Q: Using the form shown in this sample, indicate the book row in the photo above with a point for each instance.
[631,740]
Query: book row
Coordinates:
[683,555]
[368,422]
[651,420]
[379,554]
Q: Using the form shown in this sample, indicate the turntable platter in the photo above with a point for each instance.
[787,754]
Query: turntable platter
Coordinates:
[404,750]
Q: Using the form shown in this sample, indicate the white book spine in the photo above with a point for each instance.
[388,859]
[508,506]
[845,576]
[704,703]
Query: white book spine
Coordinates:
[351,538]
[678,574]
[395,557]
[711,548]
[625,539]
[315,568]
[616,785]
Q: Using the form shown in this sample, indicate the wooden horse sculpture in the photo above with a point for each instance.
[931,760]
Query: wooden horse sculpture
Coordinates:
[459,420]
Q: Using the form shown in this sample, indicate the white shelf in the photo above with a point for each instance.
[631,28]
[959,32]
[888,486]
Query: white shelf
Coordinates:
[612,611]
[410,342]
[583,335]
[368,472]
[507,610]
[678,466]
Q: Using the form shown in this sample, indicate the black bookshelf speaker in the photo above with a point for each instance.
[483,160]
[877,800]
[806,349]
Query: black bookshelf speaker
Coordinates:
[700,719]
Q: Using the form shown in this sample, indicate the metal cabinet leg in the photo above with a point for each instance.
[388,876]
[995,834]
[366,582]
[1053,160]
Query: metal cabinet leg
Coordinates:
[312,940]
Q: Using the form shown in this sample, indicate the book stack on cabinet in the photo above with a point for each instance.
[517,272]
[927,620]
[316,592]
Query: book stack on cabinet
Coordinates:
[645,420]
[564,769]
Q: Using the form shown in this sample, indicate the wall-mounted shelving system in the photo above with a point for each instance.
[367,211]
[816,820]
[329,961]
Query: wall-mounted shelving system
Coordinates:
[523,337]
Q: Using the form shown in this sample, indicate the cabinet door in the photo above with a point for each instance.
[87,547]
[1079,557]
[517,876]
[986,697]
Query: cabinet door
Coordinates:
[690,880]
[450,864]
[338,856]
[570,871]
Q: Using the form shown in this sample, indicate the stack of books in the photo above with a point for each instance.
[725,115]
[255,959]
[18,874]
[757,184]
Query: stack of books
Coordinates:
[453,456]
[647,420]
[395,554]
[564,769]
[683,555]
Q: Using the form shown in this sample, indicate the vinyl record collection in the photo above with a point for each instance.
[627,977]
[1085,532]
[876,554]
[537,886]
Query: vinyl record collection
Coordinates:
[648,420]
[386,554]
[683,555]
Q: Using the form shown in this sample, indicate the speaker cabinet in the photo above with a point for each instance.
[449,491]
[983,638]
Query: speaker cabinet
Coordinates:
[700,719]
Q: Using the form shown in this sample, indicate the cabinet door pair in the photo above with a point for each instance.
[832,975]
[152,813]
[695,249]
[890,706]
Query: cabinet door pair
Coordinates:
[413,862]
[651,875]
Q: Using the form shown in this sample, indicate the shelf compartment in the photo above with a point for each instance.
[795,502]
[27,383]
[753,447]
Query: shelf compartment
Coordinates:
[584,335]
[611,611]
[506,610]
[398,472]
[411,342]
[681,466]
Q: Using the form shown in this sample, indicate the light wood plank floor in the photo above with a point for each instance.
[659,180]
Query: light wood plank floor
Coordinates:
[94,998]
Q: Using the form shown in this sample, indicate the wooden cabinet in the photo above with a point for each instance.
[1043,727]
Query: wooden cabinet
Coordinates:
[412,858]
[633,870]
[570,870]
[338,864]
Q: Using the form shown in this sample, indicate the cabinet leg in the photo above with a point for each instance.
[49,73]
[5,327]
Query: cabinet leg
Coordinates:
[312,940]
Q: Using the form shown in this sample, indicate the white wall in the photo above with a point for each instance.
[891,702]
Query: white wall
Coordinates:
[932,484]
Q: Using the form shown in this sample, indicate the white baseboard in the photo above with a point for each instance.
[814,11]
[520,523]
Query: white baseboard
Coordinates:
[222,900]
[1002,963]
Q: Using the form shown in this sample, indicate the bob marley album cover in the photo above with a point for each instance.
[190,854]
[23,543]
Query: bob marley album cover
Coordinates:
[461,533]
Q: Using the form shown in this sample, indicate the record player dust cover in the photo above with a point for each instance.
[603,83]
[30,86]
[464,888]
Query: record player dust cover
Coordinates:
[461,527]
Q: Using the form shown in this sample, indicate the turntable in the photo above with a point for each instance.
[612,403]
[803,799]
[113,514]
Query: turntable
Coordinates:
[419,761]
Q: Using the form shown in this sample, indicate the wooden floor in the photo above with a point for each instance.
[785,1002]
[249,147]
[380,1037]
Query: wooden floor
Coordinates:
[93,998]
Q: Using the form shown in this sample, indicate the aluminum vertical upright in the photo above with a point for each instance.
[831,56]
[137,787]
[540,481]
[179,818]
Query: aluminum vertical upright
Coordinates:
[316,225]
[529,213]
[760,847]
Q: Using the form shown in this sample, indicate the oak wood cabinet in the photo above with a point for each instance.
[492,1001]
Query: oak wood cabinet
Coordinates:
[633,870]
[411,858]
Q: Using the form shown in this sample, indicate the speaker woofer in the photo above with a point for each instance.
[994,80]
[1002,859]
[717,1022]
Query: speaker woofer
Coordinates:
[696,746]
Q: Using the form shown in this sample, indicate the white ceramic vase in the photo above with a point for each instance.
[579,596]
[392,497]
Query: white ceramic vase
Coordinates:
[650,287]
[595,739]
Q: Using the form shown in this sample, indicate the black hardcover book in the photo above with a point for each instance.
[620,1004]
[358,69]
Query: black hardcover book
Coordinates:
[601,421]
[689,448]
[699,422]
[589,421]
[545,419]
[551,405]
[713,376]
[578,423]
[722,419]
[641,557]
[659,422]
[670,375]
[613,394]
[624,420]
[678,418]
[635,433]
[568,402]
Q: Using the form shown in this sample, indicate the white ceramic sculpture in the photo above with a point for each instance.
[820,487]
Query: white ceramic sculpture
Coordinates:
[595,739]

Task requirements
Give back each line above precisely as it stands.

Answer in full
Q: Using the form shown in this sample, indicate the book row in the photo above with a point for each instance.
[631,740]
Query: book row
Coordinates:
[683,555]
[368,422]
[651,420]
[379,554]
Q: Using the form shown in this sample, indicate the turntable platter in the photo above with a point for each instance.
[787,754]
Query: turntable platter
Coordinates:
[404,750]
Q: Using the form shown in this sample, indicate the white book spine in the photo above with a point for each instance.
[388,859]
[508,506]
[845,576]
[704,703]
Query: white book spine
Coordinates:
[351,538]
[678,574]
[395,557]
[711,548]
[625,539]
[315,568]
[616,785]
Q: Using the form shown in this sample, indicate the wooden horse sculpture in the photo above with a point for each instance.
[931,760]
Query: wooden horse sculpture
Coordinates:
[459,420]
Q: Using the form shown in this sample, indicate the white shelf in the photo above with a point for each instance.
[631,28]
[959,32]
[888,486]
Query: white shelf
Coordinates:
[612,611]
[410,342]
[583,335]
[368,472]
[507,610]
[678,466]
Q: Using the form shown in this sample, indicate the black bookshelf speaker in the photo above with a point for each instance.
[483,160]
[877,800]
[806,349]
Query: black bookshelf speaker
Coordinates:
[700,719]
Q: Using the form shown in this sample, indicate the metal cabinet leg in the photo above with a point for each instance.
[388,876]
[995,834]
[366,582]
[1053,160]
Query: metal cabinet leg
Coordinates:
[312,940]
Q: Using the form shown in this sample, indicate the book stack on cabinet in the photo above with a point for each instance.
[517,272]
[927,620]
[316,592]
Query: book stack on cabinet
Coordinates:
[645,420]
[564,769]
Q: Using the form shown in this sample, indicate the wall-mounted shelving system in the photo above with a point for each instance.
[367,211]
[816,820]
[329,961]
Query: wall-mounted shelving system
Coordinates:
[523,337]
Q: Using the form shown in this sample, indicate the cabinet door in the photo above with a point for each instance.
[87,547]
[1079,557]
[517,876]
[986,697]
Query: cabinet door
Coordinates:
[690,880]
[450,864]
[338,856]
[570,871]
Q: Using the form shown in this sample, indicate the stack of books in the photo above with a point for each instance.
[725,115]
[255,959]
[18,874]
[757,184]
Query: stack of books
Coordinates:
[453,456]
[647,420]
[395,554]
[564,769]
[683,555]
Q: Using the form shown in this sample, indicate the vinyl record collection in the photo above with a point for each instance.
[627,977]
[1085,532]
[876,554]
[537,886]
Query: vinyl record collection
Coordinates:
[648,420]
[386,554]
[683,555]
Q: Using the form shown in this sample, indicate the speaker cabinet in the photo above with a point for each instance.
[449,491]
[983,638]
Query: speaker cabinet
Coordinates:
[700,719]
Q: Using the form shown in this sample, indicate the cabinet door pair in the photo above with a point for each instance.
[832,975]
[152,813]
[695,249]
[890,706]
Query: cabinet door pair
Coordinates:
[413,862]
[651,875]
Q: Using the form shown in this sample, indicate the shelf compartment in the photo above with a point for each instance.
[795,502]
[27,383]
[753,447]
Query: shelf compartment
Coordinates:
[584,335]
[611,611]
[506,610]
[398,472]
[411,342]
[681,466]
Q: Using the form shown in this sample, indicate the light wood plank floor in the photo above with a point for each instance.
[659,180]
Query: light wood plank floor
Coordinates:
[94,998]
Q: Using the form shown in this sample, indicate the wooden cabinet in the photo above with a point for each instance.
[1043,727]
Query: wooden cabinet
Coordinates:
[412,858]
[633,870]
[570,870]
[338,864]
Q: Using the form shown in this sample, indicate the cabinet leg in the photo above with a point for each instance.
[49,73]
[5,327]
Query: cabinet leg
Coordinates:
[312,940]
Q: Using the form shown in this sample, indicate the white wall in the photo above with a point for each instance.
[891,702]
Query: white wall
Coordinates:
[932,484]
Q: Using the form shown in this sample, indicate the white baseboard in the photo above with a point for each instance.
[814,11]
[520,523]
Query: white baseboard
Coordinates:
[222,900]
[1002,963]
Q: Using the form shown in this sample, indicate the bob marley album cover in the photo above with a point for each instance.
[190,854]
[23,543]
Query: bob marley album cover
Coordinates:
[461,533]
Q: Using the form shown in this sample, indicate the record player dust cover in the photo above with a point for each instance.
[603,83]
[30,86]
[464,888]
Query: record player dust cover
Coordinates:
[461,527]
Q: Using the form shown in this sample, indicate the turntable in the photo above with a point for each instance.
[612,403]
[803,799]
[113,514]
Query: turntable
Coordinates:
[419,761]
Q: Using the form shown in this sample, indicate the wooden floor in the photo above with a point for each instance.
[785,1002]
[249,147]
[380,1037]
Query: wooden floor
Coordinates:
[93,998]
Q: Using the form shown in this sample, indicate the aluminum vertical upright in the photo above with a point for each instance.
[831,56]
[137,787]
[540,481]
[179,818]
Query: aluminum vertical upright
Coordinates:
[316,225]
[529,213]
[760,847]
Q: Using the form shown in this sample, indicate the oak wood cabinet in the photo above with a point for each instance.
[492,1001]
Query: oak wood cabinet
Coordinates:
[633,870]
[411,858]
Q: Using the form shown in this sample, indicate the speaker woofer in the photo above with a point for each instance.
[994,80]
[1002,859]
[717,1022]
Query: speaker woofer
Coordinates:
[696,746]
Q: Using the form shown in this sample, indicate the white ceramic vase in the photo above with a point for each instance.
[579,596]
[392,497]
Query: white ceramic vase
Coordinates:
[650,287]
[595,739]
Q: Using the form shown in this sample, indicate the black hardcover book in the photo above with a point for each instance.
[620,1004]
[358,69]
Query: black hardcover book
Coordinates:
[601,421]
[689,448]
[699,422]
[589,421]
[545,419]
[551,405]
[713,376]
[578,423]
[722,419]
[641,557]
[659,422]
[670,375]
[613,394]
[624,420]
[678,418]
[635,433]
[568,402]
Q: Using the form shown in this sample, indicate the white ceramic sculpture in the photo above with a point for each instance.
[820,487]
Query: white ceramic sculpture
Coordinates:
[595,739]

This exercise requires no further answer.